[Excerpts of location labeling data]
■ ■ ■ ■ ■
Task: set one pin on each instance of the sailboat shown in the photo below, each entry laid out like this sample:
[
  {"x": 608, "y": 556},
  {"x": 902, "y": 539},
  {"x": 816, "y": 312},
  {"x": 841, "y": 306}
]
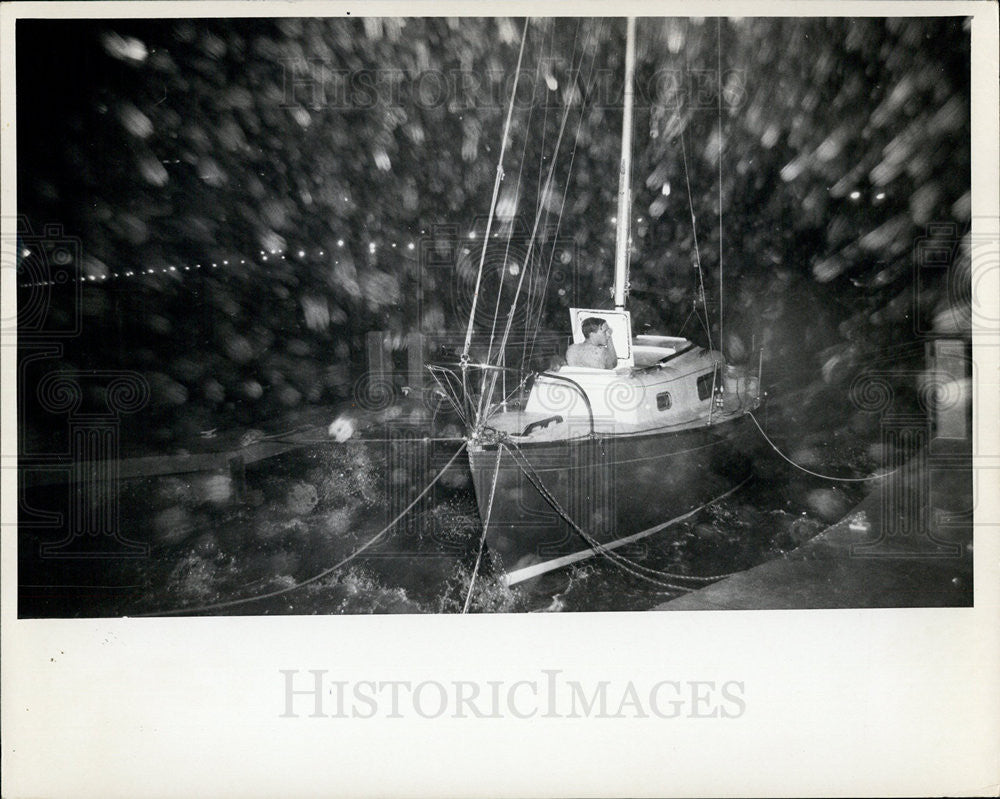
■ ■ ■ ■ ■
Copy out every row above that contains the word "sailboat".

Task: set one pin on each instance of the sailboat shown in the photo below, each entry laid out like this sample:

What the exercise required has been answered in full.